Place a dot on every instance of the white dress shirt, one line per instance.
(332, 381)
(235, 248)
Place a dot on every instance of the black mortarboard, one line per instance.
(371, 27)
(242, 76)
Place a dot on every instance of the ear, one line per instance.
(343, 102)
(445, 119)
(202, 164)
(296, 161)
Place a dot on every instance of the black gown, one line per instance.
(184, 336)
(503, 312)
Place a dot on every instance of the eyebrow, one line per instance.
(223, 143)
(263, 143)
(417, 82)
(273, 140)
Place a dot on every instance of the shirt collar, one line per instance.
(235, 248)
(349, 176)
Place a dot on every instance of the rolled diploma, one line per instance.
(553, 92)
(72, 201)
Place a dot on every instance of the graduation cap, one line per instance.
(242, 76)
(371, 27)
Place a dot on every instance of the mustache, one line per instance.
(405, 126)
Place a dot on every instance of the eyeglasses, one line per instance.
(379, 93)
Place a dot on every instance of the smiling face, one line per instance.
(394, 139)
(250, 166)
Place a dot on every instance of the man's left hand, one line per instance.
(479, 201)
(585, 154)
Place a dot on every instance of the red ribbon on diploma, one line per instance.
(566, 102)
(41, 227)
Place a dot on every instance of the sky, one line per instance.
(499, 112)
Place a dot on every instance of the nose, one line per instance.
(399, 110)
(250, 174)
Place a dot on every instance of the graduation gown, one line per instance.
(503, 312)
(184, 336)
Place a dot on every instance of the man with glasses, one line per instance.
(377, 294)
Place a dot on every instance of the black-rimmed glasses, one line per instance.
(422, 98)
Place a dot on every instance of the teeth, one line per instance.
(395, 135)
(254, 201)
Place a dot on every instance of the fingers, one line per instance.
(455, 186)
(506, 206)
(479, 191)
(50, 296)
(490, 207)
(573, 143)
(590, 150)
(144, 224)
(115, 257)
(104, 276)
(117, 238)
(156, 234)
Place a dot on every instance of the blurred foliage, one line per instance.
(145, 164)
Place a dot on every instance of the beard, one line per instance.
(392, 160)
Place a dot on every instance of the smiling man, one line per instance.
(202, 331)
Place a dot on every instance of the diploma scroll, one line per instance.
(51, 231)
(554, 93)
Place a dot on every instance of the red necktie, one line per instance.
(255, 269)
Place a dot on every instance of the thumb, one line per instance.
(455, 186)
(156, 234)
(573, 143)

**What you will do:** Rewrite all of the items above with "Put a mark" in place of "Place a dot" and every other word left unchanged.

**Worked answer:**
Put a mark on every instance of the white dress shirt, one line per instance.
(332, 381)
(235, 248)
Put a mark on every instance of the black mortarboard, one line per instance.
(371, 27)
(242, 76)
Put a mark on every instance of the ear, one line per instance.
(343, 102)
(445, 119)
(202, 164)
(296, 161)
Put a mark on every instance of the black gown, one line per instance.
(184, 336)
(503, 312)
Put a mark on every instance of the eyebrow, one line per instance.
(223, 143)
(263, 143)
(417, 82)
(273, 140)
Put a mark on every instance of the shirt collar, one line per instance.
(235, 248)
(349, 176)
Put a mark on every instance of the rolled diploma, one line per instance.
(553, 92)
(72, 201)
Put a mark on every instance of the graduation cap, one line per instance.
(242, 76)
(371, 27)
Put a mark on every instance of the mustache, one line per instance.
(405, 126)
Put a mark on every instance of the eyeglasses, one line per instance.
(379, 93)
Put a mark on every instance of the smiling face, one line per instance.
(394, 139)
(250, 166)
Put a mark on every instance of the man's left hand, one line per instance.
(479, 201)
(585, 154)
Put a mark on every instance of the red ribbon on diploma, one line per instance.
(566, 102)
(41, 227)
Put a mark on every instance of the sky, one line per instance.
(499, 112)
Put a mark on every instance of the nose, one line per instance.
(399, 110)
(250, 174)
Put a mark on every instance of the graduation gown, one line per instance.
(503, 312)
(184, 336)
Put a mark on every instance of the man with glasses, one line per instance.
(377, 294)
Put a mark on every instance of the black-rimmed glasses, one line per instance.
(422, 98)
Put a mark on every instance of the teeth, one line per instance.
(395, 135)
(254, 201)
Put a mark on every instance of the fingers, one line per instance.
(455, 186)
(506, 206)
(479, 191)
(50, 296)
(490, 207)
(573, 143)
(590, 150)
(144, 224)
(115, 257)
(104, 276)
(117, 238)
(156, 234)
Put a mark on every instance of the blurred foliage, one line per instance.
(145, 164)
Put a mark on every instance of the beard, one line per instance.
(392, 160)
Put a mark on every instance of the smiling man, one line per instance.
(202, 331)
Put a mark on every instance of the diploma scroll, one line per instance.
(51, 231)
(554, 93)
Put a mark on every instance of the red necktie, one line per instance.
(255, 269)
Put a mark on every instance of the thumb, one line per instance.
(455, 186)
(156, 234)
(573, 143)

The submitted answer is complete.